**EXERCISE DESCRIPTION:**
How many lines in the records below contain the string "dirt"? Reply with the count alone.

--- Begin ---

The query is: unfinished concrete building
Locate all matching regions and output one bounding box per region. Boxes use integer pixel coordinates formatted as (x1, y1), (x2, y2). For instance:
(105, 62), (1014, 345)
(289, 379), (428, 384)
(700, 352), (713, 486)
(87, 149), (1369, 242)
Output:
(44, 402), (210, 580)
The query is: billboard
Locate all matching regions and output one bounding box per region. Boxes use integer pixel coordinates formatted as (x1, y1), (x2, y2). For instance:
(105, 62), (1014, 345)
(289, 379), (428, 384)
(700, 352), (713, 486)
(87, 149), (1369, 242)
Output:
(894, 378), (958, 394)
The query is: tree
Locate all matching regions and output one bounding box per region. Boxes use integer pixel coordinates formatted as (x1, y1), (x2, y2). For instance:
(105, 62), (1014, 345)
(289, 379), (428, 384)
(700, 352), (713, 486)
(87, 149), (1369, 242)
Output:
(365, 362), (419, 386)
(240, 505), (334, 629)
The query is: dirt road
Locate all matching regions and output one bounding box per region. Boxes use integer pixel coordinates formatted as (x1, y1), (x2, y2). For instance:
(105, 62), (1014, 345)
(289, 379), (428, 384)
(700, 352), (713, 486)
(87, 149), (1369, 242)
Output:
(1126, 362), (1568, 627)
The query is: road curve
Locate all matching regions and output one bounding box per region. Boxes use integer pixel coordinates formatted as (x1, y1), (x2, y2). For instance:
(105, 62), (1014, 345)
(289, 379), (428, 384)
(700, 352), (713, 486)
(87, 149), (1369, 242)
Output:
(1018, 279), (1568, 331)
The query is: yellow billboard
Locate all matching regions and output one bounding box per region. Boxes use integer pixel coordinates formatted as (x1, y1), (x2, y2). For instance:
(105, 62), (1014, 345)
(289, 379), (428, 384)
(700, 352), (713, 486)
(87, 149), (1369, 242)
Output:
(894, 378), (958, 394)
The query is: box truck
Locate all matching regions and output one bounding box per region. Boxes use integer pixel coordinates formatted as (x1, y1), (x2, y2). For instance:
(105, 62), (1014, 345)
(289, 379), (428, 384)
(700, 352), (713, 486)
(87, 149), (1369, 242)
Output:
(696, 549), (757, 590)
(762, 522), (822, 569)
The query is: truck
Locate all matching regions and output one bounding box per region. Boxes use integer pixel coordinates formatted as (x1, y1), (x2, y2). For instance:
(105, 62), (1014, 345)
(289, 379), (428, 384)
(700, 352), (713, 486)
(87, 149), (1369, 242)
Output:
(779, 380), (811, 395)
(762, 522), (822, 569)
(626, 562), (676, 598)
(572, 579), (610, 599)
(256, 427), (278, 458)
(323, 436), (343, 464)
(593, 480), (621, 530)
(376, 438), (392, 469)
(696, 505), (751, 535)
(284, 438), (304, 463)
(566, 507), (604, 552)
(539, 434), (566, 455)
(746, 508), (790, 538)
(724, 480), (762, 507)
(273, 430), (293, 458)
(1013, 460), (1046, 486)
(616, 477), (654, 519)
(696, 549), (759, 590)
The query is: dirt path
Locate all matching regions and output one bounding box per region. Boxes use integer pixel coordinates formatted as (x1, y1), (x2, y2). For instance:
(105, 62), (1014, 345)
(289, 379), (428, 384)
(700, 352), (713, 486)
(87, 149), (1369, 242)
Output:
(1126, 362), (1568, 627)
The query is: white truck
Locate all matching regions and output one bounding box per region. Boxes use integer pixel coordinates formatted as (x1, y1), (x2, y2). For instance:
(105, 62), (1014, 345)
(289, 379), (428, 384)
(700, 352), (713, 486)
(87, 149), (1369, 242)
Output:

--- End ---

**EXERCISE OUTPUT:**
2